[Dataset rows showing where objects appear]
__________
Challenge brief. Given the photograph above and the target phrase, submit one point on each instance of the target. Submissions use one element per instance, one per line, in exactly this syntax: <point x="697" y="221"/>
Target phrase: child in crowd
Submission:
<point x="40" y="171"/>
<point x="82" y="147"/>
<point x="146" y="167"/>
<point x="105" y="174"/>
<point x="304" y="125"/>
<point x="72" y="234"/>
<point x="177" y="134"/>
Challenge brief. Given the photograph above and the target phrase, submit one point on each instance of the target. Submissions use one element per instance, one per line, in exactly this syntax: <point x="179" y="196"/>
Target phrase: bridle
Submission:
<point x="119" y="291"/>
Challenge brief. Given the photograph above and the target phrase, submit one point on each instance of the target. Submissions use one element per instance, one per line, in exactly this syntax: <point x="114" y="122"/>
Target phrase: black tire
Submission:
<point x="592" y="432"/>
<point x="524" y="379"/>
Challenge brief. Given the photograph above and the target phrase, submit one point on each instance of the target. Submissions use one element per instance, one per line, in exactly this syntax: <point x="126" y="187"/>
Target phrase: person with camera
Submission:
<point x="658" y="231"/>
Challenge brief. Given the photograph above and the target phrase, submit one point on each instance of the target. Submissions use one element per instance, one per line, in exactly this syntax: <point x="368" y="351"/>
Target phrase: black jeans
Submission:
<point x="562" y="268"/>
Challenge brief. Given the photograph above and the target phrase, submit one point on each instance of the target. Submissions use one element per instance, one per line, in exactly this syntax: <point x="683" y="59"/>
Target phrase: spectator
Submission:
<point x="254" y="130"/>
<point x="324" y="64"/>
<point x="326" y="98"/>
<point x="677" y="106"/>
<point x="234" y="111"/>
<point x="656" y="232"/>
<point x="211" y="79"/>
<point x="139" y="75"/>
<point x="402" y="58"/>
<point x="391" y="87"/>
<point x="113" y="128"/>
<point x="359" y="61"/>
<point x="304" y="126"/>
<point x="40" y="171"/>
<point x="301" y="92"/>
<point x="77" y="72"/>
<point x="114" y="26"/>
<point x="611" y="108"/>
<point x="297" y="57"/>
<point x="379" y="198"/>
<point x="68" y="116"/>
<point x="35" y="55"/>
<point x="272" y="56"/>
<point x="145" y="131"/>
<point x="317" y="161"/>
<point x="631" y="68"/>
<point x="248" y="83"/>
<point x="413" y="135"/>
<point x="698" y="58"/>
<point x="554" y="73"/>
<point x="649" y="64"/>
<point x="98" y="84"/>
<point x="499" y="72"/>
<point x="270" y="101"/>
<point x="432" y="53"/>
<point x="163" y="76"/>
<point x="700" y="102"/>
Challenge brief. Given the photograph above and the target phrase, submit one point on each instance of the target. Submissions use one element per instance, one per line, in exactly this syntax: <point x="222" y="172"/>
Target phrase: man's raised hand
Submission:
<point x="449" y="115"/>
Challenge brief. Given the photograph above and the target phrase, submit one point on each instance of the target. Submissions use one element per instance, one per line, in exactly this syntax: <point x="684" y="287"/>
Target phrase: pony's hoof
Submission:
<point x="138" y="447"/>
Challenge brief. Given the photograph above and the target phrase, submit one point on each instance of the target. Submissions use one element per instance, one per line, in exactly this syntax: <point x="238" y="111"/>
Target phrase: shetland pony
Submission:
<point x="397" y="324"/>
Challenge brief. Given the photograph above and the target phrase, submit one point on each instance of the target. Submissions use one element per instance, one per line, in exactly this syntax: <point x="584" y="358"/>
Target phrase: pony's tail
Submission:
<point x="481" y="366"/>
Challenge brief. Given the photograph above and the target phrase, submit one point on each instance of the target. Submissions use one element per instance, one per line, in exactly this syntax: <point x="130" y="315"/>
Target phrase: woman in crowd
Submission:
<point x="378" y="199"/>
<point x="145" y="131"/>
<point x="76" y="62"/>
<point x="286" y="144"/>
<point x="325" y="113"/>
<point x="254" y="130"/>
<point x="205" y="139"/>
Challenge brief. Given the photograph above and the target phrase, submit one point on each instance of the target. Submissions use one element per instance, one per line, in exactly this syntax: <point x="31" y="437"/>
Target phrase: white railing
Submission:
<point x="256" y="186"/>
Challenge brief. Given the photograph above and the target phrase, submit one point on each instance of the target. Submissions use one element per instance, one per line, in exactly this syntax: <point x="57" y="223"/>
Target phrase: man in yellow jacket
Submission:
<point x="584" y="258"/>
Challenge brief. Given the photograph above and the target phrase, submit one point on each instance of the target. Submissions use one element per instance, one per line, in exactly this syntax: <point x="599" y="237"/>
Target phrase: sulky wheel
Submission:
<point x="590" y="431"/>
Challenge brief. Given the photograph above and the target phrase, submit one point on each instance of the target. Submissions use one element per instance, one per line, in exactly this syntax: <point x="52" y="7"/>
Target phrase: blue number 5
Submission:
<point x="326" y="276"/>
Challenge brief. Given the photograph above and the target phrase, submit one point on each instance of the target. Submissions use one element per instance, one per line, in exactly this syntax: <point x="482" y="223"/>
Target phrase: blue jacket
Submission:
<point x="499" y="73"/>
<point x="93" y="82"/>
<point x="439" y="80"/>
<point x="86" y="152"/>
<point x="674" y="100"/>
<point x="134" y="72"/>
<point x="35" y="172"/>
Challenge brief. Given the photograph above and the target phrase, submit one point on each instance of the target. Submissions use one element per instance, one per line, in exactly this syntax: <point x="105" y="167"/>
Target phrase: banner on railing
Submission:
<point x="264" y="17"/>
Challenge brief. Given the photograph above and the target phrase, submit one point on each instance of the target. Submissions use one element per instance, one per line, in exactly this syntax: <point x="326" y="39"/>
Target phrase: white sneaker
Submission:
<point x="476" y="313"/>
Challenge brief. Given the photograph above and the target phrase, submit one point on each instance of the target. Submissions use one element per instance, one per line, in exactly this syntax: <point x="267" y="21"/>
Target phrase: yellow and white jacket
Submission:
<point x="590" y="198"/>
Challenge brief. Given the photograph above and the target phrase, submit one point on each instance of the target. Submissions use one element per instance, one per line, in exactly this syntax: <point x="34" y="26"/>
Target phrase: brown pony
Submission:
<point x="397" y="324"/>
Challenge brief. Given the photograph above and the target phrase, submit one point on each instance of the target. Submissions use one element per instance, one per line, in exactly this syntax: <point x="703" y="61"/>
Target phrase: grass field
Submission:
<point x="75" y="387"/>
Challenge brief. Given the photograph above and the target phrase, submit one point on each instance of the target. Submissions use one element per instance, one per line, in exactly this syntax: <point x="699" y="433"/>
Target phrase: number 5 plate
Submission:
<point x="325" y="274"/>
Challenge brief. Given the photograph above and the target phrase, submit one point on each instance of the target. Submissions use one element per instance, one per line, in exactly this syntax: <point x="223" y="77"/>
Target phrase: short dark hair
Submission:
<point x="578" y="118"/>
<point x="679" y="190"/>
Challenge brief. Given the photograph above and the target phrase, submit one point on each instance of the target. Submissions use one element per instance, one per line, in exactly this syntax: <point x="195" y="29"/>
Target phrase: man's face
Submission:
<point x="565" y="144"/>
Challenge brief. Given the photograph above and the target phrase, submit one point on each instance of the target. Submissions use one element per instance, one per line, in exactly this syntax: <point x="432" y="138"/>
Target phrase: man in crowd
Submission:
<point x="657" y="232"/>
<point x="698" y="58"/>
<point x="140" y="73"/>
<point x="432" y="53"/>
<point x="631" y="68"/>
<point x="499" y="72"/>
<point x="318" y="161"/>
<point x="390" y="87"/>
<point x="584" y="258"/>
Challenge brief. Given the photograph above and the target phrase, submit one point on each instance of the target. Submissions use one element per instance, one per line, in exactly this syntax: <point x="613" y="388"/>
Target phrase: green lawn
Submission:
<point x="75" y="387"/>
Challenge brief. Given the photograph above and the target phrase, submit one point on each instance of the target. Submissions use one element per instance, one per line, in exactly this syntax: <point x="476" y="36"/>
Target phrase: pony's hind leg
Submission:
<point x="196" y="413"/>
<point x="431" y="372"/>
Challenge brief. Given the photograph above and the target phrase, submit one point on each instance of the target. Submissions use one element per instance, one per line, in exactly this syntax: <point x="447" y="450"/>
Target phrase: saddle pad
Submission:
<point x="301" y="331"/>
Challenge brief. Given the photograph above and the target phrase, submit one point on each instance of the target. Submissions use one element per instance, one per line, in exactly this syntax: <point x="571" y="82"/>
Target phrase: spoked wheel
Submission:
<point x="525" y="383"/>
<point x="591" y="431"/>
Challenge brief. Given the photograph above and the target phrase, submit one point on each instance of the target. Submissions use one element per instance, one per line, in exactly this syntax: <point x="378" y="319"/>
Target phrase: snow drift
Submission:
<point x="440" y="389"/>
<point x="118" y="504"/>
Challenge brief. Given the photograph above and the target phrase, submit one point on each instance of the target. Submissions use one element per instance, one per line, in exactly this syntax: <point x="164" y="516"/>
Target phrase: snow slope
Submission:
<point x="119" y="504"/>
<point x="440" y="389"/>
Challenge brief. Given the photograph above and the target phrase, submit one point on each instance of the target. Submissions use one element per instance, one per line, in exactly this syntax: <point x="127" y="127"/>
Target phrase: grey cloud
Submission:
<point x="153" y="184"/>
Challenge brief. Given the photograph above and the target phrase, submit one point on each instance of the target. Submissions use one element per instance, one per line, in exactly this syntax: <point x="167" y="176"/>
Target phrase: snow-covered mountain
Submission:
__________
YOUR INSTRUCTIONS: Gather every line of the data above that contains the word "wheel" and copy each one out in full.

SOLUTION FOR THIS EXERCISE:
Target phrase: sulky wheel
Target phrase: spoked wheel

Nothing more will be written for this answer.